Required work> Copy the material below, putting "red sedan" wherever "white pickup truck" appears and leaving everything else unchanged.

Extracted data>
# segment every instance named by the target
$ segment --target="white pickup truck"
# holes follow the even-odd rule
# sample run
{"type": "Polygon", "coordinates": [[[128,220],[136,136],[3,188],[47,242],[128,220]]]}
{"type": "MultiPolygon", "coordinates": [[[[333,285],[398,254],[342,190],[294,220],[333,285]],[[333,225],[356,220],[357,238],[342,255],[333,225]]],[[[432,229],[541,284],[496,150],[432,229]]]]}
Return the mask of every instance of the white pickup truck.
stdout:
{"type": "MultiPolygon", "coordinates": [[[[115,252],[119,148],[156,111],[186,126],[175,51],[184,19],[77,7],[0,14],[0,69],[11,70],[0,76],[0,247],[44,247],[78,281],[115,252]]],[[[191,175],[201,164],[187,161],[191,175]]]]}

Task output>
# segment every instance named by the target
$ segment --target="red sedan"
# holes follow the even-odd rule
# sample run
{"type": "Polygon", "coordinates": [[[128,220],[136,136],[3,188],[47,242],[128,220]]]}
{"type": "MultiPolygon", "coordinates": [[[[333,285],[398,254],[342,190],[294,220],[333,285]],[[333,225],[356,220],[357,238],[342,255],[333,225]]],[[[432,229],[541,284],[496,150],[432,229]]]]}
Return the mask of every instance of the red sedan.
stdout:
{"type": "MultiPolygon", "coordinates": [[[[115,252],[119,148],[156,111],[186,126],[175,51],[184,19],[77,7],[0,14],[0,69],[11,70],[0,76],[0,247],[44,247],[78,281],[115,252]]],[[[191,175],[201,164],[187,161],[191,175]]]]}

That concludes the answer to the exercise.